====== SUPPLIED DATA ======

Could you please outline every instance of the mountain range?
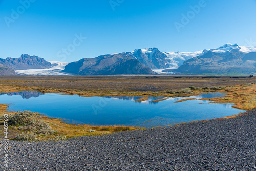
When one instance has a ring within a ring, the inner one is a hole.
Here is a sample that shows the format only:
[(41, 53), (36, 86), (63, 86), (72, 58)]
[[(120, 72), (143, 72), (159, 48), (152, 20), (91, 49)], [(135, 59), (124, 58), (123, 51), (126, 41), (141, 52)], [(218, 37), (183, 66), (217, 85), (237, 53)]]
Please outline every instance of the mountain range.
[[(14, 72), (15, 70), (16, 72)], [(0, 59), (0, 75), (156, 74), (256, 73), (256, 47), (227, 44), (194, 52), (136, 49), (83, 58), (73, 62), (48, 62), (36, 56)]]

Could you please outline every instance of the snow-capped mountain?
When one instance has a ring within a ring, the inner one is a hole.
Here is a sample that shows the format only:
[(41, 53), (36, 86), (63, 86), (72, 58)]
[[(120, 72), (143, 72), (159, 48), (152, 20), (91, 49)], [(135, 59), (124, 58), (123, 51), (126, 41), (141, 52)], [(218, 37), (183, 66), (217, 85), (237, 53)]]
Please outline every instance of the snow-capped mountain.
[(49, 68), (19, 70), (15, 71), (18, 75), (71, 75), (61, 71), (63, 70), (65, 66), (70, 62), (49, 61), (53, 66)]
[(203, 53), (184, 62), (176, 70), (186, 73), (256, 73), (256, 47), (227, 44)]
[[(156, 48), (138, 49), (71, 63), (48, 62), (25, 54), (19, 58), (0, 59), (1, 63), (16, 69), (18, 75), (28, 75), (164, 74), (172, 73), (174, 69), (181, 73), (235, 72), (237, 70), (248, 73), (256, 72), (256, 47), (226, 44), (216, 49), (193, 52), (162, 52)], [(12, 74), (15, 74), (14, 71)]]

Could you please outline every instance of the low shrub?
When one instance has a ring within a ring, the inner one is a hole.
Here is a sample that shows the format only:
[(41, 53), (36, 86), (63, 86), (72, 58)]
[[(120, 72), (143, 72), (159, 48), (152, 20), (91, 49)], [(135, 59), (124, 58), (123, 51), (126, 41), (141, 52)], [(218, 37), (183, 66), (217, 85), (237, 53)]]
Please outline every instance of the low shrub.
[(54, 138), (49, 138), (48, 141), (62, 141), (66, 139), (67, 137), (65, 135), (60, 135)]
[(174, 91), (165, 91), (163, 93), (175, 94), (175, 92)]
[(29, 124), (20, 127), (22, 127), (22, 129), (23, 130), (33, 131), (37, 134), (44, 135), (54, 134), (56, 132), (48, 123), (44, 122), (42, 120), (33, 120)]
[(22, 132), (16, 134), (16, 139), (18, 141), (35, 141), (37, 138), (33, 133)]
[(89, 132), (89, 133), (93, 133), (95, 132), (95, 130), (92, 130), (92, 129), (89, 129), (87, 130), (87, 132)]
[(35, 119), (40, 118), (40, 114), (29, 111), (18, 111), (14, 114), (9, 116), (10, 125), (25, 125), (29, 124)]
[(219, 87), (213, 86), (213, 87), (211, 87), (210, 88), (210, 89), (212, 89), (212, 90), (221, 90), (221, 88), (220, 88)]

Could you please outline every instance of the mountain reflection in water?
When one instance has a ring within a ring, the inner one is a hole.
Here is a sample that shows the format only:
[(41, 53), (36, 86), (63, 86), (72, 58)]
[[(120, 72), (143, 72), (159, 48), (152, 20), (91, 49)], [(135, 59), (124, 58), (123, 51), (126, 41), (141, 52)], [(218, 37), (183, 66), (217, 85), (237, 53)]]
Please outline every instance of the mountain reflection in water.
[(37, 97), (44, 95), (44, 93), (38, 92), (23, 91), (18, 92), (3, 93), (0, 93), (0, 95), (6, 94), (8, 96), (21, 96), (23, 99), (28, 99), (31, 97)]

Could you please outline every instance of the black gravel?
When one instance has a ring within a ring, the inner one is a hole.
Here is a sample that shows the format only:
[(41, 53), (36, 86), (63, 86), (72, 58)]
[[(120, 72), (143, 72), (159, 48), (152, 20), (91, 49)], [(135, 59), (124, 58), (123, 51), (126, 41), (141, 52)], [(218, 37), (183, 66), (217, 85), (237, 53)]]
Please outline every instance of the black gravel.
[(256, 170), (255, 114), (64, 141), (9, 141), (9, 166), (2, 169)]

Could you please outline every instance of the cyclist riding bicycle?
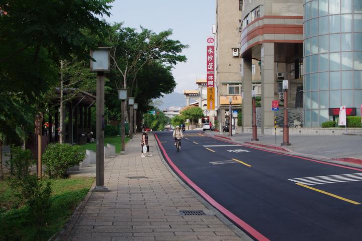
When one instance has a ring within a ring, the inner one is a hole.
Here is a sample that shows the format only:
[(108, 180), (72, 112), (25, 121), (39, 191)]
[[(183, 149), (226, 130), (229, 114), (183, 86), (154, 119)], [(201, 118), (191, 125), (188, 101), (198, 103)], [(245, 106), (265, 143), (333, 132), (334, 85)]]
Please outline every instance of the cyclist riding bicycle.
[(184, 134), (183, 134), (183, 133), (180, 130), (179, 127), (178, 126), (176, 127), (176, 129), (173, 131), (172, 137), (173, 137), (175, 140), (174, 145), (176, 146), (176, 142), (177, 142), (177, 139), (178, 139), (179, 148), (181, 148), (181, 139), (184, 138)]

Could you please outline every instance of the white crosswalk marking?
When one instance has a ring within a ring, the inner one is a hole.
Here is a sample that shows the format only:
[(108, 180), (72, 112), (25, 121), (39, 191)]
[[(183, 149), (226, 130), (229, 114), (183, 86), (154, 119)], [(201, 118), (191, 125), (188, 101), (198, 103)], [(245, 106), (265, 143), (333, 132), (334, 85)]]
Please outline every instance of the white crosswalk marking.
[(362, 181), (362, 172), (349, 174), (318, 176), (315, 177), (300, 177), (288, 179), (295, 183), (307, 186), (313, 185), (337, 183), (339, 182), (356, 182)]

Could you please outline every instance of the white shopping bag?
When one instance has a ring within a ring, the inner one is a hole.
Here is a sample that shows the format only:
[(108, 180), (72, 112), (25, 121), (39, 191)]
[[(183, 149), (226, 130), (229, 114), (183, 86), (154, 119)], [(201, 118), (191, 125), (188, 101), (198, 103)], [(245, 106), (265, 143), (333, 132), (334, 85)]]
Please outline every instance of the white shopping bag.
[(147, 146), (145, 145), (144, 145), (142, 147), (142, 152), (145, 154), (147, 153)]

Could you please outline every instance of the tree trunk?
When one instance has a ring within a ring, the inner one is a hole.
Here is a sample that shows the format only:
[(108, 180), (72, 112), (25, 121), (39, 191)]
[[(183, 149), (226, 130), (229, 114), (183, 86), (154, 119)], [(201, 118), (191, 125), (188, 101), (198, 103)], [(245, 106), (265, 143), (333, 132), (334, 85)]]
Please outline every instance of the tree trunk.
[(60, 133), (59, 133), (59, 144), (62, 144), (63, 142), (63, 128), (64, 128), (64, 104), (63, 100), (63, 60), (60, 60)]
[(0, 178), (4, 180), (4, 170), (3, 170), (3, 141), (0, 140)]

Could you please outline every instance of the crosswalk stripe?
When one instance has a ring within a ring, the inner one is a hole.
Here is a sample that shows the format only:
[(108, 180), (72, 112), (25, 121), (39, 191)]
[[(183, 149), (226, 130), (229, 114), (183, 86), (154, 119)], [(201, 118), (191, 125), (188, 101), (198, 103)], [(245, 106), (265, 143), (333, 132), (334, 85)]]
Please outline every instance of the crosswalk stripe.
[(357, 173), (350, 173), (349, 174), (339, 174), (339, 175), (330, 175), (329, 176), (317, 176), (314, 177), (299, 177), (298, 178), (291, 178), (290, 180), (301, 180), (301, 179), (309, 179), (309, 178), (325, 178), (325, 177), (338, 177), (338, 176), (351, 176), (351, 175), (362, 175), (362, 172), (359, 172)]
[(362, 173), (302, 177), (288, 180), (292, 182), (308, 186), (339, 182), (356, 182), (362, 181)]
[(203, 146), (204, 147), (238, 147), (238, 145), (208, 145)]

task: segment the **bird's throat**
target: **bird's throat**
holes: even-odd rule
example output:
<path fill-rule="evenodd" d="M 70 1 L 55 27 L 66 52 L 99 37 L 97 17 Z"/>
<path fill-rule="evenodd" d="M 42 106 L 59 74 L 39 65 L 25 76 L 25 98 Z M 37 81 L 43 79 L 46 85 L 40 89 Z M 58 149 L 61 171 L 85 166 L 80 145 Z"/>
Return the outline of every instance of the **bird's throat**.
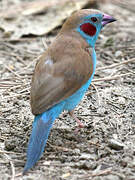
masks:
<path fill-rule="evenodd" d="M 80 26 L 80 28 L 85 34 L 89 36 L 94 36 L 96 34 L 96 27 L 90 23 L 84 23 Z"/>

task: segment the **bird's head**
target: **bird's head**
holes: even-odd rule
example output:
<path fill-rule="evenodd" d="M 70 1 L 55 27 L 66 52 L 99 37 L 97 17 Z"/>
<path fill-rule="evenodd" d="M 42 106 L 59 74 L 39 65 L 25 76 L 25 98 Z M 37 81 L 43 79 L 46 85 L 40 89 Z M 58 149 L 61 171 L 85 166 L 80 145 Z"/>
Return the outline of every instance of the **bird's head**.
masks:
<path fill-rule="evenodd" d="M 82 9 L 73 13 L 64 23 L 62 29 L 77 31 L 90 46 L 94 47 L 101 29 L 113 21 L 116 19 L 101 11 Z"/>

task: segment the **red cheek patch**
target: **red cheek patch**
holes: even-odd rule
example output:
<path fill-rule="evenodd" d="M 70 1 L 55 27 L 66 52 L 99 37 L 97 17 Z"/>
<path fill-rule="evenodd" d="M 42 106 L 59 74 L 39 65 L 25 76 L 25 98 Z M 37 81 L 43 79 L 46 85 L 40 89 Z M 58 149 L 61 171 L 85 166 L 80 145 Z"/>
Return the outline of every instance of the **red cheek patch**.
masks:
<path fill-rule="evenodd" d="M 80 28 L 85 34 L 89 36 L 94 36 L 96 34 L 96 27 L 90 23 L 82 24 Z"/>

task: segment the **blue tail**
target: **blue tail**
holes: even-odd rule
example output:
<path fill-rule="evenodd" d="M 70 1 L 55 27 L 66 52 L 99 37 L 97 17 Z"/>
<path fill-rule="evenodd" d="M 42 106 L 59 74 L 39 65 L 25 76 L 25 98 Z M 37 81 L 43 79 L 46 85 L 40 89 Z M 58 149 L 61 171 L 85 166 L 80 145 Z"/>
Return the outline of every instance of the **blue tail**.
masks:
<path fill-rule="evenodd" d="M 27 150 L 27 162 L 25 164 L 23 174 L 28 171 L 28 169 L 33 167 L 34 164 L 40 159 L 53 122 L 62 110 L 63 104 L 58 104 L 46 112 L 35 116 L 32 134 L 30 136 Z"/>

======
====== SUPPLIED DATA ======

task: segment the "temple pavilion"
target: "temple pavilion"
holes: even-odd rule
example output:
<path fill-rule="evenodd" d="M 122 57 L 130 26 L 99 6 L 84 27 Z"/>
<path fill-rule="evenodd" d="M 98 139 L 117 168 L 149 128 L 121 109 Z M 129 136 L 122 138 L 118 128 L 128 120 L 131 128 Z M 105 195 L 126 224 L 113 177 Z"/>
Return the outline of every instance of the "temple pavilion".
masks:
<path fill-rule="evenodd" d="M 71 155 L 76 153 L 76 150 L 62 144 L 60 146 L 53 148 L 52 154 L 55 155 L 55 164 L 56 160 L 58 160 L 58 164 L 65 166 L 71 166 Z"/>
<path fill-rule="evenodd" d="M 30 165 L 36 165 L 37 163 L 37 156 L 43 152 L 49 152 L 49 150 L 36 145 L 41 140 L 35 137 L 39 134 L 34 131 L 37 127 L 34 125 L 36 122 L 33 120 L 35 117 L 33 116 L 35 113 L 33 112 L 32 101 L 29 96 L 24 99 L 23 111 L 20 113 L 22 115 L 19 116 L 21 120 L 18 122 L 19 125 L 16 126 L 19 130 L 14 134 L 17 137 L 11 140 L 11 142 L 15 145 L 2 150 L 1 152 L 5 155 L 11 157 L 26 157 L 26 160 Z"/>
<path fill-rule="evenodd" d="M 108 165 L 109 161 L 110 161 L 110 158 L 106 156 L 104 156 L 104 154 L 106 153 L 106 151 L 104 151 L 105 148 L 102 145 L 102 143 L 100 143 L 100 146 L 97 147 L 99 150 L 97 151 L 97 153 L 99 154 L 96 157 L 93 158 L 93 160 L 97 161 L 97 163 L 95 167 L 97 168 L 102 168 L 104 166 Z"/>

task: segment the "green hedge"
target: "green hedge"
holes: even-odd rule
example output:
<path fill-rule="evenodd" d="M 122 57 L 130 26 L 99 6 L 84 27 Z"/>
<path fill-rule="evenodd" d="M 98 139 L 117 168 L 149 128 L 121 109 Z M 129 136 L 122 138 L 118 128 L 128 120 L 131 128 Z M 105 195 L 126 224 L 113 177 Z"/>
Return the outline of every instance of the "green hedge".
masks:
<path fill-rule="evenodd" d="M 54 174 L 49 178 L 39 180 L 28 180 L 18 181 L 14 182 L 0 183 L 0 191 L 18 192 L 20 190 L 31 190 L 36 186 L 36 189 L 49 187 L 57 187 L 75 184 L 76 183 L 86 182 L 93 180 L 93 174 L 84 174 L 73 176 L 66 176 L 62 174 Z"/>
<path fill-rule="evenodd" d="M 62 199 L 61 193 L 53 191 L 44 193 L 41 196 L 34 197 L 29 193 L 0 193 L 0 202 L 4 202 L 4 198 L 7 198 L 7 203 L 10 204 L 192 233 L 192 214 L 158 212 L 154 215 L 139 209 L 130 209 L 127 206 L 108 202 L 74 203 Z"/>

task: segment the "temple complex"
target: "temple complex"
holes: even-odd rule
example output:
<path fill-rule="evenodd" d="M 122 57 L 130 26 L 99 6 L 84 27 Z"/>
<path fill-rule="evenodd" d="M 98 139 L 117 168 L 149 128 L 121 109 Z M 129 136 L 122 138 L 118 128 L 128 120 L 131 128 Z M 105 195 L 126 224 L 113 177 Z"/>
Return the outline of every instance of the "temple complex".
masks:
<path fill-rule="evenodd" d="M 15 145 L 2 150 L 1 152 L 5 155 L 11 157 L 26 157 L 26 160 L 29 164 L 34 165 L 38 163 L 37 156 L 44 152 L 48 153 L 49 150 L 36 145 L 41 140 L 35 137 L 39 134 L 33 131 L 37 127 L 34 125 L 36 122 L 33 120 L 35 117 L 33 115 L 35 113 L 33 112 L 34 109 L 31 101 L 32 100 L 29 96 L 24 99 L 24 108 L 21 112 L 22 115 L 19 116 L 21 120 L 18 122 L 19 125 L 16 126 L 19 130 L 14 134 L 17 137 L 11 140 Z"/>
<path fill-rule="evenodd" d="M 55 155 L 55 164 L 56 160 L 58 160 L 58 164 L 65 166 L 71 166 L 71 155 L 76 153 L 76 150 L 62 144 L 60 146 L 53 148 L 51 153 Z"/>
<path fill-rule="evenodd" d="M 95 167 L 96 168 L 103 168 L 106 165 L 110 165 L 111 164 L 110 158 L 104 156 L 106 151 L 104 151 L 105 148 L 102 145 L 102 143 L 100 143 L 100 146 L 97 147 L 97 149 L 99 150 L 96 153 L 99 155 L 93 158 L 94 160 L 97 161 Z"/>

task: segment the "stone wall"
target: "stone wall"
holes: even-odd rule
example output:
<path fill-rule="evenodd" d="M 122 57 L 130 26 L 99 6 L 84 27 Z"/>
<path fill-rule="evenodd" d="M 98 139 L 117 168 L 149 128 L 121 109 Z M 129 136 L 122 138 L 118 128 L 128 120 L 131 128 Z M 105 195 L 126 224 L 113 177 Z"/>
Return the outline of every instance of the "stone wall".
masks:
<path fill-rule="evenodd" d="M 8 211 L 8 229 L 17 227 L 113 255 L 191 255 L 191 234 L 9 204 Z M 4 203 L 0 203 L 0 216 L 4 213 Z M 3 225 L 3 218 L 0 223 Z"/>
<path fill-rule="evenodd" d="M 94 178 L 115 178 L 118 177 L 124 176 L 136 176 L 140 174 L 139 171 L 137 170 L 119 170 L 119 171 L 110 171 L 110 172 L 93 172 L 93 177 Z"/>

======

GIVEN EXERCISE: Recast everything from the line containing "Could you please outline every instance of the white shopping" down to the line containing "[(203, 146), (204, 147), (238, 147), (238, 145), (208, 145)]" as a numbered list, leaving out blank lines.

TASK SOLUTION:
1. Could you please outline every instance of the white shopping bag?
2. When one instance has a ring within a ring, the inner one is a hole.
3. Here is a sample that shows the format only:
4. [(108, 180), (72, 112), (25, 121), (39, 191)]
5. [[(183, 149), (226, 130), (229, 114), (183, 86), (154, 119)], [(201, 118), (191, 125), (188, 101), (198, 103)], [(245, 106), (265, 143), (333, 132), (334, 85)]]
6. Please outline every instance of the white shopping bag.
7. [(147, 146), (145, 145), (144, 145), (142, 147), (142, 152), (145, 154), (147, 153)]
8. Could you please outline every instance of the tree trunk?
9. When one instance has a ring within a ring, the inner one is a hole.
10. Here is a sample that shows the format only:
11. [(108, 180), (72, 112), (25, 121), (39, 191)]
12. [[(183, 149), (226, 130), (229, 114), (183, 86), (154, 119)], [(201, 118), (191, 125), (188, 101), (198, 103)], [(245, 106), (265, 143), (333, 132), (334, 85)]]
13. Please outline every instance of the tree trunk.
14. [(60, 133), (59, 133), (59, 144), (62, 144), (63, 142), (63, 128), (64, 128), (64, 104), (63, 100), (63, 60), (60, 60)]
15. [(0, 178), (4, 180), (4, 170), (3, 170), (3, 141), (0, 140)]
16. Could you please outline every instance of the crosswalk stripe?
17. When one instance has a ring within a ring, the inner one is a hole.
18. Here is a sample that shows the format only:
19. [(108, 180), (72, 112), (25, 121), (39, 191)]
20. [[(183, 149), (226, 130), (229, 114), (183, 86), (154, 119)], [(201, 118), (191, 125), (188, 101), (198, 103)], [(245, 106), (265, 143), (333, 132), (334, 85)]]
21. Please outline every instance of the crosswalk stripe.
22. [(357, 173), (350, 173), (349, 174), (339, 174), (339, 175), (330, 175), (329, 176), (317, 176), (314, 177), (299, 177), (298, 178), (291, 178), (290, 180), (301, 180), (301, 179), (309, 179), (309, 178), (325, 178), (325, 177), (338, 177), (338, 176), (351, 176), (351, 175), (362, 175), (362, 172), (359, 172)]
23. [(362, 173), (302, 177), (288, 180), (292, 182), (308, 186), (339, 182), (356, 182), (362, 181)]
24. [(203, 146), (204, 147), (238, 147), (238, 145), (208, 145)]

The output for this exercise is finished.